TO BE DONE:
Return every record exactly as written.

[Rows from a pointing dataset]
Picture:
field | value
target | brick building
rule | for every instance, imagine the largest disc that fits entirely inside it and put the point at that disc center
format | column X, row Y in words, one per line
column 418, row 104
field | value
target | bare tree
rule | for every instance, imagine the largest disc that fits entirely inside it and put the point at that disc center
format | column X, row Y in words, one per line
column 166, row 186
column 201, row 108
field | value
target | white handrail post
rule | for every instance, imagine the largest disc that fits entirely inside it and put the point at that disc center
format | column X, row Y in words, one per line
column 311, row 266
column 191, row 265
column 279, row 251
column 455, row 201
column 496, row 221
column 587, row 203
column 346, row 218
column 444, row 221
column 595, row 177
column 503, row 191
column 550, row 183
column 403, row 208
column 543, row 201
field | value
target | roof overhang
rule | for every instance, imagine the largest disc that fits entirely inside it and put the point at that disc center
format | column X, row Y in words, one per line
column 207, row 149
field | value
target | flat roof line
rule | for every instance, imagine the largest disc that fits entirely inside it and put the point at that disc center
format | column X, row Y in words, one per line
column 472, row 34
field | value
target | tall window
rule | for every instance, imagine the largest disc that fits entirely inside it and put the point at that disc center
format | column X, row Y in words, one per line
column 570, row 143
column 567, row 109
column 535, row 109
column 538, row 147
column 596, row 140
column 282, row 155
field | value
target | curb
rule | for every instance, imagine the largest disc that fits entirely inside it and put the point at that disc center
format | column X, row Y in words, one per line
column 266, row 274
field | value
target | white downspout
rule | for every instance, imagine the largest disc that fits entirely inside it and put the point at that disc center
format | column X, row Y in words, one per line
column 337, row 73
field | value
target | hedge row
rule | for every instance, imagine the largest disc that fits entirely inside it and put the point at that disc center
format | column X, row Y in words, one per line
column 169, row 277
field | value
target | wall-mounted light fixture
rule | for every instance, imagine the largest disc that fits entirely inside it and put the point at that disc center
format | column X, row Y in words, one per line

ANSWER BELOW:
Picture:
field | value
target | brick building
rule | for every instance, imagine the largest disc that fits entirely inside it and put the point at that disc center
format | column X, row Y in words, one per line
column 418, row 104
field | value
target | bare tree
rule | for every instance, imagine the largest disc that fits entirely inside it and put the point at that disc center
format | column X, row Y in words, one per line
column 166, row 186
column 201, row 108
field | value
target | white handrail post
rule | for every instance, imagine the largest disc that fits entirely inside it and put the point at that disc center
format | column X, row Y in words, one per line
column 311, row 266
column 191, row 265
column 279, row 251
column 455, row 201
column 496, row 221
column 587, row 203
column 346, row 218
column 444, row 221
column 595, row 177
column 503, row 191
column 550, row 183
column 403, row 208
column 543, row 201
field | value
target | roof overhang
rule | for every instance, imagine the largest disc that fits entirely inside it and put the point at that disc center
format | column X, row Y in words, one per line
column 207, row 149
field | value
target | flat roof line
rule | for every instance, imagine the largest disc that fits entirely inside it and put the point at that disc center
format | column X, row Y in words, one per line
column 472, row 34
field | value
target | tall window
rule | for every instance, imagine the largest disc that fits entirely inside it and put the point at that disc center
format | column X, row Y in words, one per line
column 570, row 143
column 567, row 109
column 535, row 109
column 538, row 147
column 596, row 140
column 282, row 155
field | value
target | curb
rule | for every instance, imagine the largest disc that fits entirely inside it and put the point at that disc center
format | column X, row Y in words, one per line
column 266, row 274
field | value
target | white downspout
rule | for every instance, imagine the largest disc that fits entirely inside it and put the point at that disc center
format | column X, row Y in words, one per line
column 337, row 73
field | value
target | hedge row
rule | for every instance, imagine the largest disc that fits entirely inside it and put the point at that disc center
format | column X, row Y in words, one per line
column 169, row 277
field | value
target | wall-mounted light fixture
rule | for every instance, imagine the largest disc that fits entirely inside it and put the point at that disc center
format | column X, row Y in words, one per line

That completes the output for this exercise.